#### [THE RECORDS]
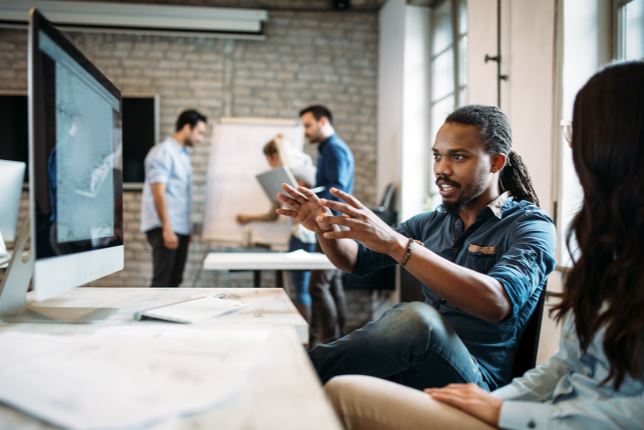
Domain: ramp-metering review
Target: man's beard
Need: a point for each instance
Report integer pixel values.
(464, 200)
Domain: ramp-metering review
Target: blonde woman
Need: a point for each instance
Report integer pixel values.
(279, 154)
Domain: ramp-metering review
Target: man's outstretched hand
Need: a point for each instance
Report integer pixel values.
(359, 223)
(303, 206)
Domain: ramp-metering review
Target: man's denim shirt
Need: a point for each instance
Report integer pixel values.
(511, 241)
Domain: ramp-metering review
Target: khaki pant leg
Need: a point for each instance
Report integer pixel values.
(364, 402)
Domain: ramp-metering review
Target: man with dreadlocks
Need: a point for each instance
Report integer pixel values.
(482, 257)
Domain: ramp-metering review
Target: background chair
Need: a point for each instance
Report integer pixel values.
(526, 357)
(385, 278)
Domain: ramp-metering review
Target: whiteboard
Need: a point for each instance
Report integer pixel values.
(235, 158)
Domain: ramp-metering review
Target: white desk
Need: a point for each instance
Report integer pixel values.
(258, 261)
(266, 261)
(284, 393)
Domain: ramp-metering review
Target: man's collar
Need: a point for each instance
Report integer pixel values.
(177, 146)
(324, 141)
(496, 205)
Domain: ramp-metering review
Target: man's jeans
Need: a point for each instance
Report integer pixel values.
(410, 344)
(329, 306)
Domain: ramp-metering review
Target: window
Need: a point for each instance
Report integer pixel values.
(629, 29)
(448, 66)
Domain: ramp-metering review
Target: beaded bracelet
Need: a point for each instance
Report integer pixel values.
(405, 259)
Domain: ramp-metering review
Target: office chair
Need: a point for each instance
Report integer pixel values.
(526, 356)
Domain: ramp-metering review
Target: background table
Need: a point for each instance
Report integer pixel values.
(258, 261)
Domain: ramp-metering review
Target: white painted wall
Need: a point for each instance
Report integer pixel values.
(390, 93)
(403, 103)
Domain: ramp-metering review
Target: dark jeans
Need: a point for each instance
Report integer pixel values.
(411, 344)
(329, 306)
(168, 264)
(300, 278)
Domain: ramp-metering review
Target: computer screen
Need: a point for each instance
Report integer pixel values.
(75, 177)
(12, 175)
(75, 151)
* * *
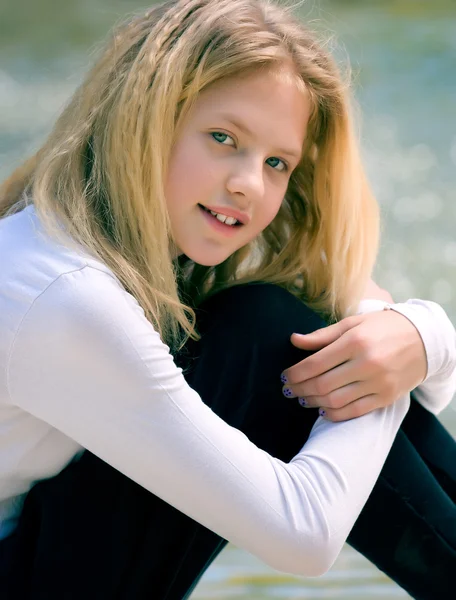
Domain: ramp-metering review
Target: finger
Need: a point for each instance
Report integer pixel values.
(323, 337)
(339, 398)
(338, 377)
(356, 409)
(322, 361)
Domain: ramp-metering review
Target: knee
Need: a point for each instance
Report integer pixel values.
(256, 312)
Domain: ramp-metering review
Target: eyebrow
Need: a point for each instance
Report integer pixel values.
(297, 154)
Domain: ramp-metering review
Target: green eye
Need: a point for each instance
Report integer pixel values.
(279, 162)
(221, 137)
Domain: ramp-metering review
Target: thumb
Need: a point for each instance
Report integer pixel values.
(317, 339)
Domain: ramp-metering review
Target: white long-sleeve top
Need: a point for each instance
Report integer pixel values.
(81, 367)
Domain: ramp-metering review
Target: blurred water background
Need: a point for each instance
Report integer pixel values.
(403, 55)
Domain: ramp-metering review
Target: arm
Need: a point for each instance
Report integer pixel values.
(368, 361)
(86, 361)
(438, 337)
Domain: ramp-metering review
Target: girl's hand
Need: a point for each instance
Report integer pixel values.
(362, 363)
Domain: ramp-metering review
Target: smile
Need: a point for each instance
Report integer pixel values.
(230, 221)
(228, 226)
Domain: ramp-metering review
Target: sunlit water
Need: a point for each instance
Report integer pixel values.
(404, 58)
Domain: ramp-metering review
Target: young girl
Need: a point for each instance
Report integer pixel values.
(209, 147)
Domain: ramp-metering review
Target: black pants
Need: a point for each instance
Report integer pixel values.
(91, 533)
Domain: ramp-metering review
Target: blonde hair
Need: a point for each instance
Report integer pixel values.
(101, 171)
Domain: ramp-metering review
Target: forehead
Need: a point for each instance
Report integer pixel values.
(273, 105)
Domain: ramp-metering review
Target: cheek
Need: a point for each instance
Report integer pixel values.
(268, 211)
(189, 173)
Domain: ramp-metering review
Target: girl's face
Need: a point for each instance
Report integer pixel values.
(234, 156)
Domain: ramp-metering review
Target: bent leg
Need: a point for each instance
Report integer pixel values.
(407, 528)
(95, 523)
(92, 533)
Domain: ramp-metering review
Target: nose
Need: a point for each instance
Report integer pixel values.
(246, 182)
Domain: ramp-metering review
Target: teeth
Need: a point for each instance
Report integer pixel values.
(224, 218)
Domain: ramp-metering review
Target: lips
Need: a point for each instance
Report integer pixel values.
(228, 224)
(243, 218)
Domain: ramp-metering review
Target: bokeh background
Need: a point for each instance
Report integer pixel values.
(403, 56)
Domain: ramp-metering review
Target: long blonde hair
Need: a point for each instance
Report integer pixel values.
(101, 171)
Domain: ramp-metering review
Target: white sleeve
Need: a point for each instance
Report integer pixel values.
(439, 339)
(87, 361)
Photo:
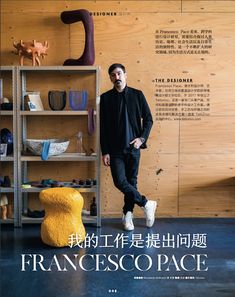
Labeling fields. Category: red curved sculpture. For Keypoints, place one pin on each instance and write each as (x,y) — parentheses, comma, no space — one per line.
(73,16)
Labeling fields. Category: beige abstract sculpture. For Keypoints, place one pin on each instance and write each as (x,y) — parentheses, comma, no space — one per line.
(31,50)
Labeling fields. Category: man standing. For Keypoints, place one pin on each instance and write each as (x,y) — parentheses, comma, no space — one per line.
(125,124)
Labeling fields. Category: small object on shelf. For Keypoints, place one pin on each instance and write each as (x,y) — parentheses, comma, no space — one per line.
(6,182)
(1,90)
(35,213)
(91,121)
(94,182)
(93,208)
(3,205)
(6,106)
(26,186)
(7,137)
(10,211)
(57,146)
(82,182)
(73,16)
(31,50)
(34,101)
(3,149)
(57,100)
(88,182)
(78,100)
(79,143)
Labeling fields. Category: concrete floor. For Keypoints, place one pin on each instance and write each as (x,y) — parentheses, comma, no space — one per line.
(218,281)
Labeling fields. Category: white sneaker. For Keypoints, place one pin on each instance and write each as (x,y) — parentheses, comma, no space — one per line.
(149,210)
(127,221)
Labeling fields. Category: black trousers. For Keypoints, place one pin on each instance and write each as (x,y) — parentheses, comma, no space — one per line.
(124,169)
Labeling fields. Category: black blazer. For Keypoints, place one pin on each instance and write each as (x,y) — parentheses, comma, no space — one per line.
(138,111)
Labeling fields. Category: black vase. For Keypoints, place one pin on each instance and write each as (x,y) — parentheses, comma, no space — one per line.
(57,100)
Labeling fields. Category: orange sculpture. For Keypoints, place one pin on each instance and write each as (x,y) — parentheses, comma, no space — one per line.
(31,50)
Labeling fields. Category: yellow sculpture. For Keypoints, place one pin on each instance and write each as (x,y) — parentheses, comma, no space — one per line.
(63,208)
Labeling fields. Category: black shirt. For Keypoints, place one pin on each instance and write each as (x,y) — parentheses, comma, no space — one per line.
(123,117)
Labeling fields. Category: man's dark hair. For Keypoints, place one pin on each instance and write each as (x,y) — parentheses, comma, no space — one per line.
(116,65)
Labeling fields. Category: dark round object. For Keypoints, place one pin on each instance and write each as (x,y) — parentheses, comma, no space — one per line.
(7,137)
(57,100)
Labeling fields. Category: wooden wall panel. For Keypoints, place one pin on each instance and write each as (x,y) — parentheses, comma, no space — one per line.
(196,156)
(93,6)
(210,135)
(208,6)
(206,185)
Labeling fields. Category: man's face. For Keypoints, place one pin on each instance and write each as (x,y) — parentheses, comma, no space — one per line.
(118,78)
* * *
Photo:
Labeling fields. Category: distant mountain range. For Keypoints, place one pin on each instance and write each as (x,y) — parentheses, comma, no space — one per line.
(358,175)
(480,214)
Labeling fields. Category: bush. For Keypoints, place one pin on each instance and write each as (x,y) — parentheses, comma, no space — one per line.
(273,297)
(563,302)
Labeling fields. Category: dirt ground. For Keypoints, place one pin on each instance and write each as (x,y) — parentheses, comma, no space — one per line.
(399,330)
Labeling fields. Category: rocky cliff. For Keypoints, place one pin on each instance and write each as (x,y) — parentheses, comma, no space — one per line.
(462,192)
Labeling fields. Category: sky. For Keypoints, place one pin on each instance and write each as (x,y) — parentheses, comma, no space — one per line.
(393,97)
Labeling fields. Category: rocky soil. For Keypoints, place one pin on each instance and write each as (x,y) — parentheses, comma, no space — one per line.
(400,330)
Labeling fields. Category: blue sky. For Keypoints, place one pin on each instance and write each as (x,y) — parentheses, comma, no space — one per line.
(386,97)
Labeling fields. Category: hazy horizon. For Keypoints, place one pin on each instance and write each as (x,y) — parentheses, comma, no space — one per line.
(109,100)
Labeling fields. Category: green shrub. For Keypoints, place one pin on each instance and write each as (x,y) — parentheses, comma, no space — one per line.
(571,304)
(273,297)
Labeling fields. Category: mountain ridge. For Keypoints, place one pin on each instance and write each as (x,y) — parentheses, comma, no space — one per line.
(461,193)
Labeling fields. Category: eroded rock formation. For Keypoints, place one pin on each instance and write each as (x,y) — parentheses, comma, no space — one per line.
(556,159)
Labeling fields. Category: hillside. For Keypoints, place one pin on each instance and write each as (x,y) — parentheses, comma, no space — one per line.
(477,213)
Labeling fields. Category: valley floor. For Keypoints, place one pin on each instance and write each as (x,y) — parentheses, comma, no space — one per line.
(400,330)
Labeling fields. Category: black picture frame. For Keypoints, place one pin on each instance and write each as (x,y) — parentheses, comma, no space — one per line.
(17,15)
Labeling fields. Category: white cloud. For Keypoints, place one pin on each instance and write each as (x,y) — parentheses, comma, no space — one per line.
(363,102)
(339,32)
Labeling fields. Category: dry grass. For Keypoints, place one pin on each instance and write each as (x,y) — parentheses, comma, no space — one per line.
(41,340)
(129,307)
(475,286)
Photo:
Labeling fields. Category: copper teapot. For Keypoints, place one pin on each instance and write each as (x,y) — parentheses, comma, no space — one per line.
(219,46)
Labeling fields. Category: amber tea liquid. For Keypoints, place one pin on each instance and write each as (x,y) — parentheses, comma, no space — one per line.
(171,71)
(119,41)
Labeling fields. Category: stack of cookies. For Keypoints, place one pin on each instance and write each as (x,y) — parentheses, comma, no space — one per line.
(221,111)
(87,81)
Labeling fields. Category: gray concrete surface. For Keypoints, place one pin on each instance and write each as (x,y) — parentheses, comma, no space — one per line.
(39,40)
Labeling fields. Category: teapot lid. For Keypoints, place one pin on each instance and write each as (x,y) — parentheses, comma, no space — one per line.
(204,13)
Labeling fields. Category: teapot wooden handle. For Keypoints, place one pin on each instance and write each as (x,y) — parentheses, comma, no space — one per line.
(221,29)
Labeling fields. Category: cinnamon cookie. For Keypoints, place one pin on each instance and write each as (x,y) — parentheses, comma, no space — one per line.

#### [TASK BRIEF]
Your answer should consist of all lines in the listing above that contain "chair".

#### [EXPECTED ANSWER]
Target: background chair
Target: office chair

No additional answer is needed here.